§ **Requirement**
Please copy all of the data below word for word, line by line, and leave the pictures out of your answer.

Entries from a point annotation set

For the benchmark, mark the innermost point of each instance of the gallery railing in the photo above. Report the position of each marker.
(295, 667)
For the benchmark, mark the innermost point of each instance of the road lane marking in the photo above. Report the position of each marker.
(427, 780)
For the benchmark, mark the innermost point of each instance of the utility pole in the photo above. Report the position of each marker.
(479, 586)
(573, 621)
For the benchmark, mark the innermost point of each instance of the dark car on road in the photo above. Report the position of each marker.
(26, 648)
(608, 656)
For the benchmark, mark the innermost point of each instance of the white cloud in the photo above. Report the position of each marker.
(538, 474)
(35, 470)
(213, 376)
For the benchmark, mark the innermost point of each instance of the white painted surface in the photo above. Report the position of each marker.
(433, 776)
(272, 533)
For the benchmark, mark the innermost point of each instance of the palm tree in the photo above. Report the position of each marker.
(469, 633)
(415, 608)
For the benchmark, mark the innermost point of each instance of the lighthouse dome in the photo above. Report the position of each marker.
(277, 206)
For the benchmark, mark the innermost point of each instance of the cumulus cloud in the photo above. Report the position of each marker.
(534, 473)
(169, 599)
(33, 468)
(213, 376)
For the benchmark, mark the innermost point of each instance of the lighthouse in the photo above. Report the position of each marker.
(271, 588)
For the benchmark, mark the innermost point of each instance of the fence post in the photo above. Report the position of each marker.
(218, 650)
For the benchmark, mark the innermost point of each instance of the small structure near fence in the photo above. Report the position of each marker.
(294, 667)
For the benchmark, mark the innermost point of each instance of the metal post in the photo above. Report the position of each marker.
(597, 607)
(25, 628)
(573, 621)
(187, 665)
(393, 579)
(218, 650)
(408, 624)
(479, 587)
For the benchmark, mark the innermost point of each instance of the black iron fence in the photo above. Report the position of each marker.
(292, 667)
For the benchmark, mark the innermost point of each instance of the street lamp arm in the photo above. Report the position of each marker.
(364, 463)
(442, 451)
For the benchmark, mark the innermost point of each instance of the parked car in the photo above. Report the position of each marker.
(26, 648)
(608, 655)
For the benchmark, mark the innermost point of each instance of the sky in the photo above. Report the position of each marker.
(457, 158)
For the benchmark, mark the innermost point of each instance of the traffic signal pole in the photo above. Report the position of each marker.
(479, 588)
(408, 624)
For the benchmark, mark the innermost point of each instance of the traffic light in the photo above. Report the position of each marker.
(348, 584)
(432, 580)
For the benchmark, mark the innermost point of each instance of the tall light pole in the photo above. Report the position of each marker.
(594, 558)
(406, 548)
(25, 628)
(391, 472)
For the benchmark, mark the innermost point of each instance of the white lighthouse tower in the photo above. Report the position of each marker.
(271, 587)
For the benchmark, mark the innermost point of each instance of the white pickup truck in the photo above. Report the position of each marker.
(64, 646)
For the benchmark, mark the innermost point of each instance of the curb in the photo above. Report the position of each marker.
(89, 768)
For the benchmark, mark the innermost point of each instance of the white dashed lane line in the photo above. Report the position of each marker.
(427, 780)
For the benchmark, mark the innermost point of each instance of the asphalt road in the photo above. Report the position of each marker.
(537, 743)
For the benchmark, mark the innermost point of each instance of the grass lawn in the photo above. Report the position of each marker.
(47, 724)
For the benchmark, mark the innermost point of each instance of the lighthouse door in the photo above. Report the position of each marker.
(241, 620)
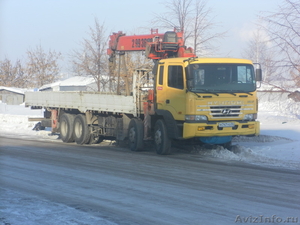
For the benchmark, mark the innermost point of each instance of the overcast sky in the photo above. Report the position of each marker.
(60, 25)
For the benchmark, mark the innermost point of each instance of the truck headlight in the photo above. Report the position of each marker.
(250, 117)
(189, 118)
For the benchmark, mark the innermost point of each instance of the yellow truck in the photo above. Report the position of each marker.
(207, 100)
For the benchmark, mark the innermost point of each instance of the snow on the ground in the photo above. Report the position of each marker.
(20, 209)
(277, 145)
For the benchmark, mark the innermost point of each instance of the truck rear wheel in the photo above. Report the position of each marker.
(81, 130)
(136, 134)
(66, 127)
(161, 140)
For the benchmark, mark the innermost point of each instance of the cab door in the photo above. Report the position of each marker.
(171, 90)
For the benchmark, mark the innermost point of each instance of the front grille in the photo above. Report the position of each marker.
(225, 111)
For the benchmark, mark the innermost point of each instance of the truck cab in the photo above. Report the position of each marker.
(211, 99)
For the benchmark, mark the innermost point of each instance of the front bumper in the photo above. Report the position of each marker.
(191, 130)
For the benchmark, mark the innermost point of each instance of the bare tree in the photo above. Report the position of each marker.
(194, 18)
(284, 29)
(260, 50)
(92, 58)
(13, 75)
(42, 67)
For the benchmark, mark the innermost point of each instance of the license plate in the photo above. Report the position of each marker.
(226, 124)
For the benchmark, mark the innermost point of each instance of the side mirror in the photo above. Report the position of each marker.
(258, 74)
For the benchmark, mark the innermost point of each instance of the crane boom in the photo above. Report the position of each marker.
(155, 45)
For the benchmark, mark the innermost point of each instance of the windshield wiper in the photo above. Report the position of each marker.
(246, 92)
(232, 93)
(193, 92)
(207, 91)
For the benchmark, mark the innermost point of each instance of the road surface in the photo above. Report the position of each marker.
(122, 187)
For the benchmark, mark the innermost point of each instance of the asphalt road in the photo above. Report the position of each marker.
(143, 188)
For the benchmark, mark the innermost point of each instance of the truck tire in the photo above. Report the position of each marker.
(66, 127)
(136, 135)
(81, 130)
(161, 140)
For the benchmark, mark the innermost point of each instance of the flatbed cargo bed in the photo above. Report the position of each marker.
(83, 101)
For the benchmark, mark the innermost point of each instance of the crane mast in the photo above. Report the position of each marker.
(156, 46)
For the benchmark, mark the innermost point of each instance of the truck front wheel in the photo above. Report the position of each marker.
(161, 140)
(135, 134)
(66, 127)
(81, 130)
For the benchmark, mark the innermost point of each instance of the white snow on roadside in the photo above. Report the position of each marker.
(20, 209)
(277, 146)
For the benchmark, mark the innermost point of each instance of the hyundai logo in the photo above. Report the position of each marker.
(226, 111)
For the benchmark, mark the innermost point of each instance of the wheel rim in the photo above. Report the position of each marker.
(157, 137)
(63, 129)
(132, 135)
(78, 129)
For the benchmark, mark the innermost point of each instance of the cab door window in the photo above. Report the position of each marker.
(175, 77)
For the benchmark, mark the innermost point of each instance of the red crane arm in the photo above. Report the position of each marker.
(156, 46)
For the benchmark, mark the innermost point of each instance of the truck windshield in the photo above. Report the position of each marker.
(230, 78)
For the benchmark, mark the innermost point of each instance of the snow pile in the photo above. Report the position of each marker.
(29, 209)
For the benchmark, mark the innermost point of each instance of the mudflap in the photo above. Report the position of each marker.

§ **Result of this exercise**
For the benchmark, mark the innermost point of each instance of the gallery railing in the photo above. Report the position of each marker.
(295, 667)
For the benchmark, mark the innermost point of each instance of the road lane marking in the photo above. Report the position of each marker.
(427, 780)
For the benchmark, mark the innermost point of each instance of the utility pole in the photo above. Report the position of each marker.
(479, 586)
(573, 621)
For the benchmark, mark the innermost point of each instance of the dark car on road in the photo above. Report the position of each marker.
(26, 648)
(608, 656)
For the benchmark, mark the innermost point of each instance of the white cloud in the photo above. Report the position of each marker.
(538, 474)
(35, 470)
(213, 376)
For the benchmark, mark the innermost point of each instance of the white painted surface in the photo above. Report the position of each marker.
(433, 776)
(272, 533)
For the benchmark, mark the innermost point of each instance of the palm tree in the photo above. Report the position of each marker.
(469, 633)
(415, 608)
For the benchmark, mark the innermost point of each instance of the lighthouse dome in the photo above. Report the position of each marker.
(277, 206)
For the benchmark, mark the innermost point of each instance of the cumulus cloud in the photo above. Report the position of each marker.
(534, 473)
(169, 599)
(33, 468)
(213, 376)
For the benchmark, mark the innermost point of each instance of the lighthouse in the photo above. Report the position of each marker.
(271, 588)
For the benchmark, mark the innermost point of each instance of the fence post in the photo above. Report the position of each marker.
(218, 650)
For the benchmark, mark the innermost point of each instance of the small structure near fence in the photo above. Report the position of each marker.
(294, 667)
For the benchmark, mark the innermost point of each instance of the metal post in the photo above. Report the position of each marker.
(597, 607)
(25, 628)
(573, 621)
(187, 665)
(393, 579)
(218, 650)
(408, 624)
(479, 587)
For the benchmark, mark the innermost point of each instance of the black iron fence in the photo above. Report the position of each marker.
(292, 667)
For the benchmark, mark the innermost point of each instance of the street lamp arm in the photo above. Report the position of each marker.
(364, 463)
(442, 451)
For the benchmark, mark the innermost point of each instance of the parked car in the photo above. Report the position of each marker.
(26, 648)
(608, 655)
For the benchmark, mark the innermost point of each instance of the sky in the photo above. Report the position of each marker.
(457, 158)
For the benchmark, mark the innermost point of each instance of the traffic signal pole in the photo above. Report the position of each marker.
(479, 588)
(408, 624)
For the benchmark, mark the innermost point of each instance of the traffic light in the photo above. Report the position of each marker.
(348, 584)
(432, 580)
For the benchmark, mark the innermost point of each instance of the tall light pole in the photo above. Report the position of each marker.
(594, 558)
(406, 548)
(25, 628)
(391, 472)
For the benchmark, mark the innermost point of each instance of the white lighthouse tower in the photo above. Report the position of each marker.
(271, 587)
For the benchmark, mark the innermost point of each instance of the white pickup truck in the photo above. Report the position of each marker.
(64, 646)
For the benchmark, mark the innermost point of each instance of the curb in the photo above. Report the position of each marker.
(89, 768)
For the benchmark, mark the innermost point of each instance of the white dashed lane line in the photo above. Report the position of each marker.
(427, 780)
For the benchmark, mark the innermost point of each instance of the asphalt road in the photo above. Report the position of each marker.
(537, 743)
For the benchmark, mark the innermost point of each instance of the grass lawn in the photo above. Report the position of each marker.
(47, 724)
For the benchmark, mark the innermost point of each instance of the lighthouse door in the photo above. Report the position of each marker.
(241, 620)
For the benchmark, mark the innermost point of each instance of the overcast sky in the photo above. Report the position of each marker.
(60, 25)
For the benchmark, mark the innermost point of each instance of the truck headlight in the photo above. Report the position of each marker.
(250, 117)
(189, 118)
For the benchmark, mark the innermost point of each instance of the yellow truck in the photo above. Report the position of each marker.
(207, 100)
For the benchmark, mark the innermost point of each instance of the snow on the ground in the photo above. Report the position of each marker.
(20, 209)
(277, 145)
For the benchmark, mark the innermost point of each instance of the truck rear wheel in the photo above. Report the position of each marker.
(81, 130)
(136, 134)
(66, 127)
(161, 140)
For the benchmark, mark the innermost point of each instance of the cab door in the photo above. Report the position of each marker.
(171, 90)
For the benchmark, mark the innermost point of each instance of the front grille in the photo above. Report the position of each marker.
(225, 111)
For the benchmark, mark the innermost point of each instance of the truck cab in the photo above. Report the position of each marker.
(211, 99)
For the benchmark, mark the innermost point of each instance of the front bumper in the photo above. Report the position of each marker.
(191, 130)
For the benchmark, mark the innermost point of each instance of the bare tree in the photo above. Report the position of each marker.
(194, 18)
(284, 29)
(260, 50)
(92, 58)
(13, 75)
(42, 67)
For the benchmark, mark the innermost point of each instance of the license plate in the photo above. Report the position of each marker.
(226, 124)
For the benchmark, mark the innermost point of each instance of the side mirror in the photo above. Report the position of each marker.
(258, 74)
For the benchmark, mark the innermost point of each instance of the crane boom in the photo above. Report the position of each marker.
(155, 45)
For the benchmark, mark the innermost point of each instance of the windshield wiper in the photo above. Report the position of each marker.
(246, 92)
(232, 93)
(193, 92)
(207, 91)
For the benchmark, mark the innermost point of each instance of the road surface in the photo above. Report the position of each marker.
(122, 187)
For the benchmark, mark the innermost point of each instance of the asphalt road in the photo above. Report the position of each marker.
(143, 188)
For the benchmark, mark the innermost point of each instance of the truck tire in the photo above. Report the position of each marker.
(66, 127)
(136, 135)
(81, 130)
(161, 140)
For the benchmark, mark the innermost point of each instance of the flatbed cargo bed in the photo above. Report the position of each marker.
(83, 101)
For the benchmark, mark the innermost point of each instance of the crane mast in the photo above. Report the position of each marker.
(156, 46)
For the benchmark, mark the innermost point of each instance of the truck front wheel in the photo above. Report the position of each marker.
(161, 140)
(135, 134)
(66, 127)
(81, 130)
For the benchmark, mark the innermost point of each instance of the white snow on roadside in the photo above. Report the position of each marker.
(20, 209)
(277, 146)
For the benchmark, mark the innermost point of each instance of the hyundai logo in the photo above. Report the position of each marker.
(226, 111)
For the benchmark, mark the innermost point of each instance of the wheel rim in the photo above. Report the position of each marker.
(157, 137)
(63, 129)
(132, 135)
(78, 129)
For the benchmark, mark the innermost point of each instance of the cab door window in the photo above. Report the position of each marker.
(175, 77)
For the benchmark, mark the innermost point of each instance of the red crane arm in the photo above. Report the position of each marker.
(156, 46)
For the benchmark, mark the innermost point of each instance of the truck windshield in the photo above. Report the position of each marker.
(230, 78)
For the benchmark, mark the innermost point of each instance of the snow pile in the photo above. Report the position of each marker.
(29, 209)
For the benchmark, mark the innermost point of each instance of the mudflap in the photo above. Report the position of each marker.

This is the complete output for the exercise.